=== Provided text ===

Arriving from overseas to study at Murdoch is an exciting and once in a lifetime experience. But what happens when a global pandemic strikes, and you’re forced to head home?
For 81 students from Tokyo City University (TCU) who were studying at Murdoch as part of the Tokyo City University Australia Program (TAP), this was their reality when COVID-19 hit.
Giving students a global outlook
Beginning with a pilot program in 2018, the TCU TAP Program was set up between Murdoch University and Tokyo City University to provide an intensive language and liberal arts program to TCU students.
The program, which runs for one semester at a time, aims to promote internationalisation of the TCU curriculum by enabling TCU students to study at Murdoch.
TCU student Noa, who was studying on-campus at Murdoch prior to the COVID-19 outbreak, says her interest in the TAP program came from a desire to advance her English language skills.
“I was not good at English since I was little. That’s why I decided to participate because I thought it was a great opportunity to get to like English.
“In addition, I thought TAP would be a weapon for job hunting, and my parents saw it as a good experience for my future.”
Transitioning to online study
Wanting students to still get the most out of their program, Murdoch worked closely with TCU to help transition the students to online learning once they returned to Japan.

===

#### [Problem to solve]
Reproduce word for word the part of the piece on the Tokyo City University students between "For 81 students" and "English language skills.", inclusive.

=== Study material ===

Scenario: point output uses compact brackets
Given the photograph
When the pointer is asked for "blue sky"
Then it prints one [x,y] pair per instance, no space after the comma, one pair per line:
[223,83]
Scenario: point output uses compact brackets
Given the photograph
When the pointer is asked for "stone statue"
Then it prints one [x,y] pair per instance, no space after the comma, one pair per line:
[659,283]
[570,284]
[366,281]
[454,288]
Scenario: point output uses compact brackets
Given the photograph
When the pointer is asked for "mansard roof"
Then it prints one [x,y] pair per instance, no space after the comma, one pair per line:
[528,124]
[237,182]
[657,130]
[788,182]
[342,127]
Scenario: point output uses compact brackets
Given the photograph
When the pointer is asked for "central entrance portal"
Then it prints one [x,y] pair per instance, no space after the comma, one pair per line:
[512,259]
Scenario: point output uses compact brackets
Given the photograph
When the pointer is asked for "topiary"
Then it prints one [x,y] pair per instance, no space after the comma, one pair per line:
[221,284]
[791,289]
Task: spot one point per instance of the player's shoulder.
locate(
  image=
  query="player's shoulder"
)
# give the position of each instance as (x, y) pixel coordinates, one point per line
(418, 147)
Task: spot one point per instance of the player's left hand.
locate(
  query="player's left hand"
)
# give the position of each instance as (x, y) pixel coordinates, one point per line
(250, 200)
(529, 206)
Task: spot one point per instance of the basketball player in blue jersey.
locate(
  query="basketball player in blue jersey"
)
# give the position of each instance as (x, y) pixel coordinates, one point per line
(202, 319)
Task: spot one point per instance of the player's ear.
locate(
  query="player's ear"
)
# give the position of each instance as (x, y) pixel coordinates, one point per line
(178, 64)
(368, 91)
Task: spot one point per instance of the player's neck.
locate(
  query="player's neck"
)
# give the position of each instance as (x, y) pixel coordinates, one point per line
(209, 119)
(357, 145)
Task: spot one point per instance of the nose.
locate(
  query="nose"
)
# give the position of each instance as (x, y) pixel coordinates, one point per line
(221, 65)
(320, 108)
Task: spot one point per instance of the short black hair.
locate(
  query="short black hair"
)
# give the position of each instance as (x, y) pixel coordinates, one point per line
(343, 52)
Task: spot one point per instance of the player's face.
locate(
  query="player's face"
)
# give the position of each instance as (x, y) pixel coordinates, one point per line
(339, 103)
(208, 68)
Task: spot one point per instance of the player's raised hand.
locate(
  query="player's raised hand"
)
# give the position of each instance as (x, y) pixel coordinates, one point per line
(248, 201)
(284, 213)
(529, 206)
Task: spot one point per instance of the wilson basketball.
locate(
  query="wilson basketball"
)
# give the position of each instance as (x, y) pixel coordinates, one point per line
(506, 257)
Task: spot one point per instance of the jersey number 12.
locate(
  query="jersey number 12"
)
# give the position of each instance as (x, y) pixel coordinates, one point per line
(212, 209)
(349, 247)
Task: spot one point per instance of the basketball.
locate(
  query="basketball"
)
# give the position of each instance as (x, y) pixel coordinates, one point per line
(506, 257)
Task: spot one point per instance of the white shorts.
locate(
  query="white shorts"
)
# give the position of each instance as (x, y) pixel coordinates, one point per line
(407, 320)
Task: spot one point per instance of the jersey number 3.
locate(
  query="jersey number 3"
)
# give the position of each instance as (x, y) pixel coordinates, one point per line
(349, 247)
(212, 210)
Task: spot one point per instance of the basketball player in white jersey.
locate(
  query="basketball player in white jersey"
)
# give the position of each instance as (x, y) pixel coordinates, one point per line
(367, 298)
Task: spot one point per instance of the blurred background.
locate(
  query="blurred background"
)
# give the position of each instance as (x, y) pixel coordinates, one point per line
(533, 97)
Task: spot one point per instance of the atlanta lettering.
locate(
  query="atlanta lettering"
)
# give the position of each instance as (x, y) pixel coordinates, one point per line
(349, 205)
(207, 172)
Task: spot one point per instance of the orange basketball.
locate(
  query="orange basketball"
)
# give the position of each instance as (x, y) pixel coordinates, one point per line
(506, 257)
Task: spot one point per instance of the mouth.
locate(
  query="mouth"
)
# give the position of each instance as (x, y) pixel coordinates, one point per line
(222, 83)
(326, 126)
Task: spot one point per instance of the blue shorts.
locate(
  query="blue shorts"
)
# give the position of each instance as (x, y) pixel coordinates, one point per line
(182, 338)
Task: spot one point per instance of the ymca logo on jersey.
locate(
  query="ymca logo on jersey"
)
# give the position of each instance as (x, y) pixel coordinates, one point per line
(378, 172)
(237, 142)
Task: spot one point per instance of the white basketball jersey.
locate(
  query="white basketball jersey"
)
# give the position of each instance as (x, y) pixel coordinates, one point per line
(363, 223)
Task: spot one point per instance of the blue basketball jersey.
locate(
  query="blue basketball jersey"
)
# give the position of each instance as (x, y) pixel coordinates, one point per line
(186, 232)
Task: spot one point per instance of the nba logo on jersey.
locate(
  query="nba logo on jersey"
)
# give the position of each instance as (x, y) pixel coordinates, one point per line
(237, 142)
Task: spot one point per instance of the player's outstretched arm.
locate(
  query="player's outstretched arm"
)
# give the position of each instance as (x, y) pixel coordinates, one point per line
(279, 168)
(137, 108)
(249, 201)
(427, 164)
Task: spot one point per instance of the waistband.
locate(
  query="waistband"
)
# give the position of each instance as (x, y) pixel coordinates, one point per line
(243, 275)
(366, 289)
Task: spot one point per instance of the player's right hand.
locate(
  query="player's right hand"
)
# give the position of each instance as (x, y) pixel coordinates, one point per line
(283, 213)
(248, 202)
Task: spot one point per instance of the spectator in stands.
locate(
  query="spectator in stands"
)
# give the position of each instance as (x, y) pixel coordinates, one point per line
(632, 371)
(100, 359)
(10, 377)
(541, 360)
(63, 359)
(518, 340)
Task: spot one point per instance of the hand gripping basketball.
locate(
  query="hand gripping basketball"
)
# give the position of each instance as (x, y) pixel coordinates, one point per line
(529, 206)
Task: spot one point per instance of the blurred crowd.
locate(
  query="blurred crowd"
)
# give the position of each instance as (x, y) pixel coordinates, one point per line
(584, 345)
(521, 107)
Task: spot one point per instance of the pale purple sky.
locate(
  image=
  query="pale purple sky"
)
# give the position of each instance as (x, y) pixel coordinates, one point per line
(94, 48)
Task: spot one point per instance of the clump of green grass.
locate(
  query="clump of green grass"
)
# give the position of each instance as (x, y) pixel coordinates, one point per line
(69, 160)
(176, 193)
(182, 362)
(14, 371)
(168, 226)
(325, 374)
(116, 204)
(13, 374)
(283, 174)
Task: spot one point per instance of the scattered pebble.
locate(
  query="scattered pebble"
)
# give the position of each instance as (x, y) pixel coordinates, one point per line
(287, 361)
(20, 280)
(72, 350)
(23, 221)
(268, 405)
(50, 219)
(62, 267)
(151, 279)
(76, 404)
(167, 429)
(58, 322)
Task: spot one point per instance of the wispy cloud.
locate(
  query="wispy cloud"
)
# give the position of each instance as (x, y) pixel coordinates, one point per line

===

#### [Reply]
For 81 students from Tokyo City University (TCU) who were studying at Murdoch as part of the Tokyo City University Australia Program (TAP), this was their reality when COVID-19 hit.
Giving students a global outlook
Beginning with a pilot program in 2018, the TCU TAP Program was set up between Murdoch University and Tokyo City University to provide an intensive language and liberal arts program to TCU students.
The program, which runs for one semester at a time, aims to promote internationalisation of the TCU curriculum by enabling TCU students to study at Murdoch.
TCU student Noa, who was studying on-campus at Murdoch prior to the COVID-19 outbreak, says her interest in the TAP program came from a desire to advance her English language skills.